### SELECTED EXCERPT
Moon set from kitchen window.

Moon set from kitchen window.

Windows can showcase a larger world much like a picture frame. Through the years I’ve seen some fascinating views through the windows of others. So, in our pending purchase I simply couldn’t consider having all that wood framing and grayish screens blocking such an incredible view of the wooded grove, the nearby prairie or that distant farm site, views that seemingly are varied with each sunrise and setting sun, by cloud patterns, by rain, fog and blizzardy snow. These views never tire.

Sun dog from our kitchen window.

Sun dog from our kitchen window.

This kitchen window was one of two major window decisions we would make in remodeling the house. The other was in the upstairs bathroom where there was no window at all in the East wall. We had decided rather early to completely redo that room. Along that wall was a wide vanity. A toilet was placed up against the adjoining inside wall and was in plain view of the door opening to the hallway. There was no shower nor bath. We would eventually do a complete reworking of the room by removing enough of the floor to move the toilet across the room behind the door, to install a smaller vanity and sink where the toilet originally sat, and by adding a spa bath where the old vanity had been. It while I was framing in the tub surround that I thought of adding a window, to bring in more light, and to add a view.

Removing the cut out for the bathroom window.

Removing the cut out for the bathroom window.

Tile would be added across the entire floor and as a shower surround. And in that bare wall we cut a hole to add a modest plate glass window we had hoped would give us a nice view of the prairie and nearby wetland while sitting in the bath. That, we’ve since discovered, won’t happen since neither of us have the height of a NBA basketball player. Our view from the toilet, however, has no equal!

bathroom window

Fortunately this house has many windows and wonderful views from all angles. Our front porch solarium has a surround of windows on three sides, and the large windows from our office and family room offer views from the inside out into the solarium.

### TO DO
A: In the excerpt about the house's windows, reproduce the passage from "Tile would be" to "has no equal!" word for word.
B: Answer these questions using the excerpt about the house's windows:
(i) Which three views did the writer refuse to block with wood framing and screens?
(ii) In which wall of the upstairs bathroom was there no window at all?
(iii) On how many sides does the front porch solarium have windows?

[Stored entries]
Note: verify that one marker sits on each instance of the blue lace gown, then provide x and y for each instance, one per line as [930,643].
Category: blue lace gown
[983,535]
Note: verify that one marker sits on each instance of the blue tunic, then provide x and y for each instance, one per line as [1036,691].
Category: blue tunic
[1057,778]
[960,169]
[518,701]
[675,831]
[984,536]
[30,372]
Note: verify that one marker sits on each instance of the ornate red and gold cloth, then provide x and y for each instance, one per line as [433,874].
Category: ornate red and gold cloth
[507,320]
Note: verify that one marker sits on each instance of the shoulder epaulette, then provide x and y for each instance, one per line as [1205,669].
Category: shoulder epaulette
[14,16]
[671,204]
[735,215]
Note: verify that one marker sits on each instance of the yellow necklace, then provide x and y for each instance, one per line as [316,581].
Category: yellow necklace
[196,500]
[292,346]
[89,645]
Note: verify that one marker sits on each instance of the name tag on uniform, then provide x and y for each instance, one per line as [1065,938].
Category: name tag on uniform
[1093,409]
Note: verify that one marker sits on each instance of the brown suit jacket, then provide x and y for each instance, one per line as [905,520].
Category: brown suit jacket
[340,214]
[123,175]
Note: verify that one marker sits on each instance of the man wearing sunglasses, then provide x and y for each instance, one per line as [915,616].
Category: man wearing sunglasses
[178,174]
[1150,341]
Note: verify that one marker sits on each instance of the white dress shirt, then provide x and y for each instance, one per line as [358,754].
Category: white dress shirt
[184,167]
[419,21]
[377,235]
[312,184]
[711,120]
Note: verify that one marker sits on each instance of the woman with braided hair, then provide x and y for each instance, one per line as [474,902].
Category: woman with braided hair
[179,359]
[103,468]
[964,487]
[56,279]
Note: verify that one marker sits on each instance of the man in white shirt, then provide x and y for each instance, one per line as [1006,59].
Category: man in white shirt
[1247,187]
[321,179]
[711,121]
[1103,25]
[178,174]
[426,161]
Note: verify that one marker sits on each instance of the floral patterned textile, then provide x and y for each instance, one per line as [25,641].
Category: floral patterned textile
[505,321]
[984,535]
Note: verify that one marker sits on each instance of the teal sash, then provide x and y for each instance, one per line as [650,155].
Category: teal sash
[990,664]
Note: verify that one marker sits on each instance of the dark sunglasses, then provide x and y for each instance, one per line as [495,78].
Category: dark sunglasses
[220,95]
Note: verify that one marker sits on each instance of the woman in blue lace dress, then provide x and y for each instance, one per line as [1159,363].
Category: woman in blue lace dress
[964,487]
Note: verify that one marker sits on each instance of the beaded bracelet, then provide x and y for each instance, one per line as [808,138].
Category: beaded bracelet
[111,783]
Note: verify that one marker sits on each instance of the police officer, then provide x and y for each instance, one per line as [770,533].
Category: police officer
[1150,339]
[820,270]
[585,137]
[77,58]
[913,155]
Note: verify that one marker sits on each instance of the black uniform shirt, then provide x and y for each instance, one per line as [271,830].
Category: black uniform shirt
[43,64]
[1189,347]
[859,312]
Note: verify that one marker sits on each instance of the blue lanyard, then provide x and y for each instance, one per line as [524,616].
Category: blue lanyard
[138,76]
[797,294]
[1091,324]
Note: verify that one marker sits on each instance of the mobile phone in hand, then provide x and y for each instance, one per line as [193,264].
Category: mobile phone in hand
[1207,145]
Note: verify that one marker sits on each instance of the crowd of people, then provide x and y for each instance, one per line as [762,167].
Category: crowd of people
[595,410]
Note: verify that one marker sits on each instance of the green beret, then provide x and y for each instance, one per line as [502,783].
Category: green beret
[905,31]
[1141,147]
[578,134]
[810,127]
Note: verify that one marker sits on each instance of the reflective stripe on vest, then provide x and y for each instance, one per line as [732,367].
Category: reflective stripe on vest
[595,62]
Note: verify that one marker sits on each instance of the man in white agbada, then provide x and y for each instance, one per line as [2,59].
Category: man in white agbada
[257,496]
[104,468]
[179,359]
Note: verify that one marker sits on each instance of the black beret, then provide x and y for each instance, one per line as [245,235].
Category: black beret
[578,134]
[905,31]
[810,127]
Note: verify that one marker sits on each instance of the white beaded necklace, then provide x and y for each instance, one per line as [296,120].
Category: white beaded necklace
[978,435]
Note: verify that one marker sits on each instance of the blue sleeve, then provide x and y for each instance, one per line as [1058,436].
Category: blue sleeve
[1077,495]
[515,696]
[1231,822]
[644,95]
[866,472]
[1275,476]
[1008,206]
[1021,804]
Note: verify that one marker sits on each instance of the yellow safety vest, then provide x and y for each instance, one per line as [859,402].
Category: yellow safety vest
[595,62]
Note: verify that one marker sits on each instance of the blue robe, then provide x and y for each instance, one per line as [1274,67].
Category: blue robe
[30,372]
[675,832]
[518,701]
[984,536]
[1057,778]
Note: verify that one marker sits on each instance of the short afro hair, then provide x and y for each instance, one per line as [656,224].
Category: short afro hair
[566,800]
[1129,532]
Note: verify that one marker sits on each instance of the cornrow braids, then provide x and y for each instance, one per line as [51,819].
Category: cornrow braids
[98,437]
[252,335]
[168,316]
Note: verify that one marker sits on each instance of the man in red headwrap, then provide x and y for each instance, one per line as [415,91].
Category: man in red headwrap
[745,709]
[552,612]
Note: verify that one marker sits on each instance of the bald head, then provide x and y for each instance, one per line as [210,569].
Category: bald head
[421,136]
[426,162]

### THE RESPONSES
A:
Tile would be added across the entire floor and as a shower surround. And in that bare wall we cut a hole to add a modest plate glass window we had hoped would give us a nice view of the prairie and nearby wetland while sitting in the bath. That, we’ve since discovered, won’t happen since neither of us have the height of a NBA basketball player. Our view from the toilet, however, has no equal!

B:
(i) The wooded grove, the nearby prairie, and the distant farm site.
(ii) The East wall.
(iii) Three.